• _Supplied data_
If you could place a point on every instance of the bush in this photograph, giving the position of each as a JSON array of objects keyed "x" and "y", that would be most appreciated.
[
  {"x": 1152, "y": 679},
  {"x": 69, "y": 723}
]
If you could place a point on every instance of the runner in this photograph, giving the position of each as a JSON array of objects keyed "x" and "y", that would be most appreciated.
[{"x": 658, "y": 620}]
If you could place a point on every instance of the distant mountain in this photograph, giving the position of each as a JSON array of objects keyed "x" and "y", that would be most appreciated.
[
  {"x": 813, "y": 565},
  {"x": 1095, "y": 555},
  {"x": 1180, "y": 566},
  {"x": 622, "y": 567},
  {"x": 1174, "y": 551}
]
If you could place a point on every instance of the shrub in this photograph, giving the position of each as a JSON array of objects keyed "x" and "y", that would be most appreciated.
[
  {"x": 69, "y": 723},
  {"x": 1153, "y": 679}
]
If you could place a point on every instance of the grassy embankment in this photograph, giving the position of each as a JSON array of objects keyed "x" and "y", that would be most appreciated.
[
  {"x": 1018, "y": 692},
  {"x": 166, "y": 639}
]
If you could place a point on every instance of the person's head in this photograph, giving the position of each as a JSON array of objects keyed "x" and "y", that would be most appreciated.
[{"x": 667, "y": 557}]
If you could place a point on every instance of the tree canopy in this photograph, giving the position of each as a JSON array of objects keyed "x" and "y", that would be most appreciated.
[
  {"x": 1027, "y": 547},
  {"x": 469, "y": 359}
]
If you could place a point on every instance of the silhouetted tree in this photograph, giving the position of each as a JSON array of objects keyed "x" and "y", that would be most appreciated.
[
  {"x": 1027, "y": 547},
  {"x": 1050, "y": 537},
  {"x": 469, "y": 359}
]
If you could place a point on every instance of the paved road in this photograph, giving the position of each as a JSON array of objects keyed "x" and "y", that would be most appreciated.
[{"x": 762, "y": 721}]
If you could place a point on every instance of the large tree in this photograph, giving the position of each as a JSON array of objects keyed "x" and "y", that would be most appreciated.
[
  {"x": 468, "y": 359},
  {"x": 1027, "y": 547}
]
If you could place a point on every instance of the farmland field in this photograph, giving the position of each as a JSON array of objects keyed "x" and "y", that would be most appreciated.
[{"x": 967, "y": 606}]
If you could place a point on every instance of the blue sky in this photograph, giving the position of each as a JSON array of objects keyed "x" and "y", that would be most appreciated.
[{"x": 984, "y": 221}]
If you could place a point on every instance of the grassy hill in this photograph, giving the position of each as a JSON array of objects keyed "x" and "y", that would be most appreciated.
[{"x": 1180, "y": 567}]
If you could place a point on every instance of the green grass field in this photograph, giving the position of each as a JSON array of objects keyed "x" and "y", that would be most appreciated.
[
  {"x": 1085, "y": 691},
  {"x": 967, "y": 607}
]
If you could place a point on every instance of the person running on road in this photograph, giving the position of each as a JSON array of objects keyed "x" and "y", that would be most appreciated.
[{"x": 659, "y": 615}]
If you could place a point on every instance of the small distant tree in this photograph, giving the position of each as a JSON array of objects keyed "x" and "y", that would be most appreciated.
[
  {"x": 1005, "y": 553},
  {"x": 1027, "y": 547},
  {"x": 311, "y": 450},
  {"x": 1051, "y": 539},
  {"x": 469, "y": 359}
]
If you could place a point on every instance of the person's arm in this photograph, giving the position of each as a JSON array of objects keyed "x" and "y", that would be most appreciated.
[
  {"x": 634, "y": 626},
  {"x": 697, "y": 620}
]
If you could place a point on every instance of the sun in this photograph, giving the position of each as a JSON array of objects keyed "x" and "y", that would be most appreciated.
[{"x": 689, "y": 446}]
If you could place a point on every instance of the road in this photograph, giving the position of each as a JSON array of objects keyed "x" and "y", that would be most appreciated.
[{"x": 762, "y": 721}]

• _Goal_
Exactly reproduce every line found in the records.

• _Reply to the task_
If you could place a point on every instance of the bush in this photograph, giving the position of each as a JSON array of objects keyed "x" and "y", that would be most appreciated.
[
  {"x": 1152, "y": 679},
  {"x": 69, "y": 723}
]
If you could place a point on every instance of the runner in this photograph, giving the position of each as a JSON array of objects keyed "x" and "y", that would be most appreciated.
[{"x": 658, "y": 620}]
If you could place a point on every instance of the distant mountain in this photograph, giving the position of each as a JSON array of objects keyed "x" and "y", that would be most appreciated.
[
  {"x": 813, "y": 565},
  {"x": 1095, "y": 555},
  {"x": 1180, "y": 566},
  {"x": 622, "y": 567},
  {"x": 1174, "y": 551}
]
If you could place a point on every instance of the shrub in this photograph, giving the position of each as a JSON array of objects keyed "x" and "y", that would be most appreciated.
[
  {"x": 69, "y": 723},
  {"x": 1153, "y": 679}
]
If you could place a point on every instance of the grassy embankment in this photograph, giving the position of each as a JSON array of objects keyed "x" and "y", that would be most appreciated.
[
  {"x": 1018, "y": 692},
  {"x": 166, "y": 639}
]
If you could place a point on every instance of the person's head in this photograph, giving the position of each as a JSON array of objects keyed "x" and "y", that would be most appreciated.
[{"x": 667, "y": 557}]
If you could place a point on every instance of the tree canopy in this photograph, giving the position of each as a JSON array of objects keyed "x" and "y", that would be most appreciated.
[
  {"x": 1027, "y": 547},
  {"x": 469, "y": 359}
]
If you could place a point on every instance of the silhouetted tree in this photograph, giving the position of each as a JSON array of objects keyed "x" and "y", that would be most appreciated.
[
  {"x": 1027, "y": 547},
  {"x": 1050, "y": 537},
  {"x": 469, "y": 359}
]
If you could place a point on every instance of the paved road in this photograph, giving the position of each as a JSON array of objects keyed "x" and "y", that would be most appreciated.
[{"x": 762, "y": 721}]
If you could place a point on every instance of the large tree in this photograph, giving the position of each as a JSON array of objects keyed "x" and "y", that would be most appreciated.
[
  {"x": 468, "y": 359},
  {"x": 1027, "y": 547}
]
If you could place a point on every instance of the farmland field in this photograph, giving the position of each as a JSON array of objects keyed "x" and "y", that would be most appreciated.
[{"x": 967, "y": 606}]
If you could place a point on every instance of the blue sky in this photograph, giving the position of each as a JSON array of objects keyed "x" and "y", that would be most appreciated.
[{"x": 984, "y": 221}]
If you could place a point on every instance of the grassy hill in this photograph, giving the position of each as a JSON array of objects keyed "x" and "y", that would be most appreciated.
[{"x": 1180, "y": 567}]
If you could place a point on every instance of the green grass field in this photograph, giving the position of each as a JSON array of objects keyed "x" and "y", that would be most appreciated.
[
  {"x": 1085, "y": 691},
  {"x": 967, "y": 607}
]
If you could place a point on every instance of the person running on road in this photograph, giving the position of each as a JSON array of objects keyed "x" and "y", that would be most appreciated.
[{"x": 659, "y": 615}]
If you could place a point on every instance of the small distant tree in this photograph, giving the position of each as a JSON array of objects keyed "x" and "y", that would be most appreciated.
[
  {"x": 1005, "y": 553},
  {"x": 1027, "y": 547},
  {"x": 311, "y": 450},
  {"x": 1051, "y": 539},
  {"x": 469, "y": 359}
]
If you could place a point on every instance of the person's arm in this photograph, giving the position of each as a JSON array of objects keyed "x" and "y", that would be most appreciated.
[
  {"x": 634, "y": 626},
  {"x": 697, "y": 620}
]
If you could place a point on every instance of the sun in this photograph, giving the position of each as a JSON array of objects keyed "x" and "y", that would be most appreciated.
[{"x": 689, "y": 446}]
If you could place a point on every instance of the road in this photograph, giving the position of each as a JSON array of objects keyed "x" and "y", that would be most appreciated.
[{"x": 762, "y": 721}]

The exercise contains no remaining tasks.